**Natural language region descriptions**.

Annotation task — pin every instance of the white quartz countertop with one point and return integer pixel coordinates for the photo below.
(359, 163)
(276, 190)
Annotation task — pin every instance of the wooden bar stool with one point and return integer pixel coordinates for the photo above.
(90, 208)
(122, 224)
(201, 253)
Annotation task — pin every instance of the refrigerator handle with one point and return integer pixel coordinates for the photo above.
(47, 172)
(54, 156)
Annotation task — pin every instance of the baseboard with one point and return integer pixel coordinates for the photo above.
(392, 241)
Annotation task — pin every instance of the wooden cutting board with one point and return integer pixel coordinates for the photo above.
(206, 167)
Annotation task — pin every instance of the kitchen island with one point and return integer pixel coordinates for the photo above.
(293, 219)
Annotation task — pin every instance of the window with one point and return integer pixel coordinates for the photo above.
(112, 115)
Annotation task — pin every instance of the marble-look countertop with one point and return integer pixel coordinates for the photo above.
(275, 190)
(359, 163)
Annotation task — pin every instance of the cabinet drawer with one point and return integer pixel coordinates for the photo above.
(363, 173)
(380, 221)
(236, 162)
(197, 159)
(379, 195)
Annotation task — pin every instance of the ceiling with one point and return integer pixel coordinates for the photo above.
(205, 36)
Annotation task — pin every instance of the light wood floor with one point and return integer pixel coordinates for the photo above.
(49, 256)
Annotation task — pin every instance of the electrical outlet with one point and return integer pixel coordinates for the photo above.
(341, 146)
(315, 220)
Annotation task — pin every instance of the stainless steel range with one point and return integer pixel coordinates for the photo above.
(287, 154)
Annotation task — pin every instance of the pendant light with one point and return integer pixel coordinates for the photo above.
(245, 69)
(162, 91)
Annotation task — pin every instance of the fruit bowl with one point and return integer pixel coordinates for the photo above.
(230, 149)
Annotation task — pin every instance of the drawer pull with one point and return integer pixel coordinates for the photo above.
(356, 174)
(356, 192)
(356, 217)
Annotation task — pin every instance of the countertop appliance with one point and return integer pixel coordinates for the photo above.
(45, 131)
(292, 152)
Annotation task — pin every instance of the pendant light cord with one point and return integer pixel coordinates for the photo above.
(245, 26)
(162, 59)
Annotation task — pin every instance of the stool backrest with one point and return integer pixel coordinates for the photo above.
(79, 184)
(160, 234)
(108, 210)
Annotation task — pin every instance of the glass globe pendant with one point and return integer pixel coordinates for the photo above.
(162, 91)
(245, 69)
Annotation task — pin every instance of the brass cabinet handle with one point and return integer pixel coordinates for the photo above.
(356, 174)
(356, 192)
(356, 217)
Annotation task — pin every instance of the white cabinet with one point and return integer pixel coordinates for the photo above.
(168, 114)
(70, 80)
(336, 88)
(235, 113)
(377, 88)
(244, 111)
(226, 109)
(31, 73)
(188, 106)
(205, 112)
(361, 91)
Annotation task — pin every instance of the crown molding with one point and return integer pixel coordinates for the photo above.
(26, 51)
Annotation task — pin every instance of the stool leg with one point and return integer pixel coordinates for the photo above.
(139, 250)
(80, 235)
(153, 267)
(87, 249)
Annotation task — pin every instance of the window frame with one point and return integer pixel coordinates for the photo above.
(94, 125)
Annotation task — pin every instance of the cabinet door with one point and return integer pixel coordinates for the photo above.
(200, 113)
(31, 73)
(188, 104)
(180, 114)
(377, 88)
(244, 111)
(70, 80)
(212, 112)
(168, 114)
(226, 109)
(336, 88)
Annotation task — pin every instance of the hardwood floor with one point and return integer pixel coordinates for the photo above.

**Goal of the exercise**. Beginning with the line that contains "Annotation task — pin every instance of the stool backrest", restate word for word each line through the last one in the data, and write nothing more.

**Answer box**.
Annotation task — pin every instance of the stool backrest with one point and return integer pixel coordinates for the photo above.
(79, 184)
(160, 234)
(108, 210)
Annotation task — pin every instance of the glass globe pendant with one point and return integer pixel coordinates for the photo above.
(162, 91)
(245, 69)
Annotation task — pin every instance of the brass cabinet handle with one point and return integer pixel coordinates for the photo above.
(356, 174)
(356, 192)
(356, 217)
Annotation task — pin every instance of the white cabinet with one point and return integer pixel coordinates for the photo above.
(168, 114)
(70, 80)
(336, 88)
(235, 113)
(377, 88)
(244, 111)
(226, 109)
(31, 73)
(188, 106)
(205, 112)
(361, 91)
Annotation task — pin every instance of the crown molding with one point and return integer pixel coordinates for the photo above.
(26, 51)
Annotation task — pin every instance of the stool leg with one point and return integer pixel coordinates for the photo above.
(139, 250)
(80, 235)
(153, 267)
(87, 249)
Annotation task — pin every instance of the window frame with one point and return integer pixel coordinates for the photo above.
(94, 125)
Annotation task — pin every instance of the cabinet door with one point and return integer pixel coordinates for the photo above.
(200, 113)
(31, 73)
(188, 104)
(180, 114)
(377, 88)
(244, 111)
(70, 80)
(212, 112)
(168, 114)
(226, 109)
(336, 88)
Annotation task — pin every instance of the hardwood floor with one point and return integer pixel coordinates for the photo above.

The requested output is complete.